- [OBJECTIVE] Print every row below word for word, changing nothing.

[Start WORKING DATA]

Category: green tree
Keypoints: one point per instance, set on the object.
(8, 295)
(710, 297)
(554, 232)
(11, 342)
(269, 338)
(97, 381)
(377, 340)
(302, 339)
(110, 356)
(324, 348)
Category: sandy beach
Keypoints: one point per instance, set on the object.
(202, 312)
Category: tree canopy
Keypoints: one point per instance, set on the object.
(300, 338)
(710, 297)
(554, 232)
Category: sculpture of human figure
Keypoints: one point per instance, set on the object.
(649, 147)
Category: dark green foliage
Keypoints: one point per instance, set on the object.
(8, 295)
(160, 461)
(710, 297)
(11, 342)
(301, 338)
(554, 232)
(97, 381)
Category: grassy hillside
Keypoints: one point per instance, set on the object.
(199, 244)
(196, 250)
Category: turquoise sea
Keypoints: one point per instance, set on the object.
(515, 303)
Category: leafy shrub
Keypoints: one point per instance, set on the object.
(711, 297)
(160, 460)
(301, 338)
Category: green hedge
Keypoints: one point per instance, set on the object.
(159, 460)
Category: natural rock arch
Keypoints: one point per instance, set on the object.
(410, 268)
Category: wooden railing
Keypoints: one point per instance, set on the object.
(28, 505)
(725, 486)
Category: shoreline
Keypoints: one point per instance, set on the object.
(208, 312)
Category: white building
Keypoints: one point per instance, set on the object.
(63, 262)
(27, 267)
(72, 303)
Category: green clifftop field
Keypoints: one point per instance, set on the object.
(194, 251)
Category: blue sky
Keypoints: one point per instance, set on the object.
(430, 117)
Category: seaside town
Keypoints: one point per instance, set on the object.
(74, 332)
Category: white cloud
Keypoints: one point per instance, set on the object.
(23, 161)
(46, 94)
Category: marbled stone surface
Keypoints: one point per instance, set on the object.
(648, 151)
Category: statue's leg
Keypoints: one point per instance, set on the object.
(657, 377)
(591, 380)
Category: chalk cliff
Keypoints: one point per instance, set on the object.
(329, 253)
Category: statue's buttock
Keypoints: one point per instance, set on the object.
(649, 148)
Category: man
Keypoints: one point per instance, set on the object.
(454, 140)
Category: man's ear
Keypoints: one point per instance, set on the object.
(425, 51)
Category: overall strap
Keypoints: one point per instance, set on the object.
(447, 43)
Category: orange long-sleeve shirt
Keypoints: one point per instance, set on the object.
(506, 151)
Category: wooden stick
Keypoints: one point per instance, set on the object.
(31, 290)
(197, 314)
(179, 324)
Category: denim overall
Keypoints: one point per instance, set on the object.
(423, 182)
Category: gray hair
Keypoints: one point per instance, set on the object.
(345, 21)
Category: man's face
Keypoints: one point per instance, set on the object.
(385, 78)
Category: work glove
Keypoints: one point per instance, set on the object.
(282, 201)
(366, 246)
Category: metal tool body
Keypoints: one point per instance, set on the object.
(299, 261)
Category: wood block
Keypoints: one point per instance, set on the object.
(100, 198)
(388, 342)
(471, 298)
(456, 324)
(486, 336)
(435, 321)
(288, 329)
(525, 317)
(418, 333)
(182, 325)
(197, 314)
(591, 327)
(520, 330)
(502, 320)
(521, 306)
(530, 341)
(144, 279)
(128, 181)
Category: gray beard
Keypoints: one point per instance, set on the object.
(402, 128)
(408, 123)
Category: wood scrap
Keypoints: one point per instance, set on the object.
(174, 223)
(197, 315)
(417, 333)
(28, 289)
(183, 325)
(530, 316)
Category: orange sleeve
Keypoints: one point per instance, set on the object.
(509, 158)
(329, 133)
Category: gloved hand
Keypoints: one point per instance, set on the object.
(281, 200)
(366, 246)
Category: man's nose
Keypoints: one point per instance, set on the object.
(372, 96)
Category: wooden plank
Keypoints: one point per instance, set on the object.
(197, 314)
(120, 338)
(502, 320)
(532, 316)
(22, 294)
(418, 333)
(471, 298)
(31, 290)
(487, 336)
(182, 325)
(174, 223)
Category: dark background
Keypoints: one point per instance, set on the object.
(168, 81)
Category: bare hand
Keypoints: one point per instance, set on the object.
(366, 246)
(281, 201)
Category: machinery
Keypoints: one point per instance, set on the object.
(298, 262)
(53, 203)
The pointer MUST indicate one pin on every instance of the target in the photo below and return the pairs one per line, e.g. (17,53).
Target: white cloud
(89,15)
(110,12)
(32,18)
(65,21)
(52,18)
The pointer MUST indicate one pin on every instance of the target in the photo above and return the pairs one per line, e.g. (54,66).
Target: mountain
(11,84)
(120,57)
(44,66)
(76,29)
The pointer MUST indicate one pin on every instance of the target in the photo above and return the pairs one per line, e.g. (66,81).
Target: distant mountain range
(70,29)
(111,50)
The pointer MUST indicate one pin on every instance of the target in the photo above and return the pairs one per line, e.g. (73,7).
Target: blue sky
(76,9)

[End WORKING DATA]

- [TASK RESULT]
Category: green tree
Keypoints: one point per instance, set on the object.
(8, 295)
(710, 297)
(554, 232)
(11, 342)
(269, 338)
(97, 381)
(377, 340)
(302, 339)
(110, 356)
(324, 348)
Category: sandy beach
Keypoints: one point per instance, set on the object.
(202, 312)
Category: tree canopy
Keypoints: one point per instance, set on the object.
(300, 338)
(710, 297)
(554, 232)
Category: sculpture of human figure
Keypoints: one point per instance, set on the object.
(649, 147)
Category: dark green foliage
Keypoints: one point per instance, set on the object.
(8, 295)
(160, 461)
(710, 297)
(11, 342)
(301, 338)
(554, 232)
(97, 381)
Category: grassy hillside
Keypoints: one point per instance, set on the object.
(199, 244)
(196, 250)
Category: turquoise sea
Keypoints: one point per instance, set on the object.
(515, 303)
Category: leafy shrub
Keypoints: one point per instance, set on the object.
(711, 297)
(160, 460)
(301, 338)
Category: green hedge
Keypoints: one point per instance, set on the object.
(159, 460)
Category: natural rock arch
Keypoints: one point per instance, set on the object.
(410, 268)
Category: wooden railing
Keypoints: one point per instance, set on the object.
(28, 505)
(725, 486)
Category: shoreline
Keypoints: one point per instance, set on the object.
(208, 312)
Category: white building
Keypoints: one point per instance, set on the object.
(63, 262)
(27, 267)
(72, 303)
Category: green clifftop field
Keypoints: one point per instance, set on the object.
(194, 251)
Category: blue sky
Keypoints: one point per instance, set on the object.
(430, 117)
Category: seaside town
Keypoints: one point per instance, set on the object.
(74, 332)
Category: white cloud
Keypoints: one point per instance, set on the object.
(23, 161)
(46, 94)
Category: marbled stone surface
Keypoints: one point per instance, set on the object.
(648, 151)
Category: statue's leg
Keypoints: one point per instance, set on the object.
(657, 377)
(591, 380)
Category: chalk cliff
Keypoints: one point per instance, set on the object.
(329, 253)
Category: statue's buttock
Keypoints: one point per instance, set on the object.
(649, 148)
Category: man
Keypoints: one point per instance, set on the object.
(454, 140)
Category: man's ear
Keypoints: one point per instance, set on the object.
(425, 51)
Category: overall strap
Keypoints: one point per instance, set on the object.
(447, 43)
Category: orange long-sleeve shirt
Keypoints: one point per instance, set on the object.
(506, 151)
Category: wooden stick
Keypoints: one point per instance, set on the object.
(31, 290)
(197, 314)
(179, 324)
Category: denim overall
Keypoints: one point per instance, set on the object.
(423, 182)
Category: gray hair
Keypoints: one point per instance, set on the object.
(345, 21)
Category: man's face
Keypoints: one point per instance, set on the object.
(385, 78)
Category: work glove
Keypoints: one point per instance, set on the object.
(282, 201)
(366, 246)
Category: metal tool body
Keypoints: one point per instance, set on the object.
(299, 261)
Category: wood block
Keypoints: one point per instance, set on the object.
(100, 198)
(388, 342)
(471, 298)
(456, 324)
(486, 336)
(435, 321)
(288, 329)
(525, 317)
(418, 333)
(182, 325)
(197, 314)
(591, 327)
(520, 330)
(502, 320)
(521, 306)
(530, 341)
(144, 279)
(128, 181)
Category: gray beard
Keypoints: one point per instance, set on the object.
(402, 128)
(408, 123)
Category: wood scrap
Keypoints: one point per instance, set on the object.
(174, 223)
(197, 315)
(417, 333)
(28, 289)
(183, 325)
(530, 316)
Category: orange sleeve
Keypoints: one point per instance, set on the object.
(509, 158)
(329, 133)
Category: gloved hand
Keypoints: one point per instance, set on the object.
(281, 200)
(366, 246)
Category: man's nose
Keypoints: one point per instance, set on the object.
(372, 96)
Category: wooden plank
Keypoints: one point per instance, set on the object.
(197, 314)
(120, 338)
(502, 320)
(532, 316)
(22, 294)
(418, 333)
(471, 298)
(31, 290)
(487, 336)
(182, 325)
(174, 223)
Category: dark background
Keypoints: one point per instance, set on the object.
(168, 81)
Category: bare hand
Keypoints: one point per instance, set on the object.
(366, 246)
(281, 201)
Category: machinery
Keypoints: one point per instance, set on the object.
(298, 262)
(53, 203)
The pointer MUST indicate one pin on every instance of the target in the photo below and return the pairs one per line, e.g. (17,53).
Target: white cloud
(89,15)
(110,12)
(32,18)
(65,21)
(52,18)
The pointer MUST indicate one pin on every instance of the target in the photo above and return the pairs one per line, e.g. (54,66).
Target: mountain
(11,84)
(120,57)
(44,66)
(76,29)
The pointer MUST indicate one pin on every instance of the target in the photo above and return the pairs one per line, e.g. (66,81).
Target: distant mountain range
(70,29)
(111,50)
The pointer MUST indicate one pin on every instance of the target in the photo above and return the pairs one per line, e.g. (73,7).
Target: blue sky
(76,9)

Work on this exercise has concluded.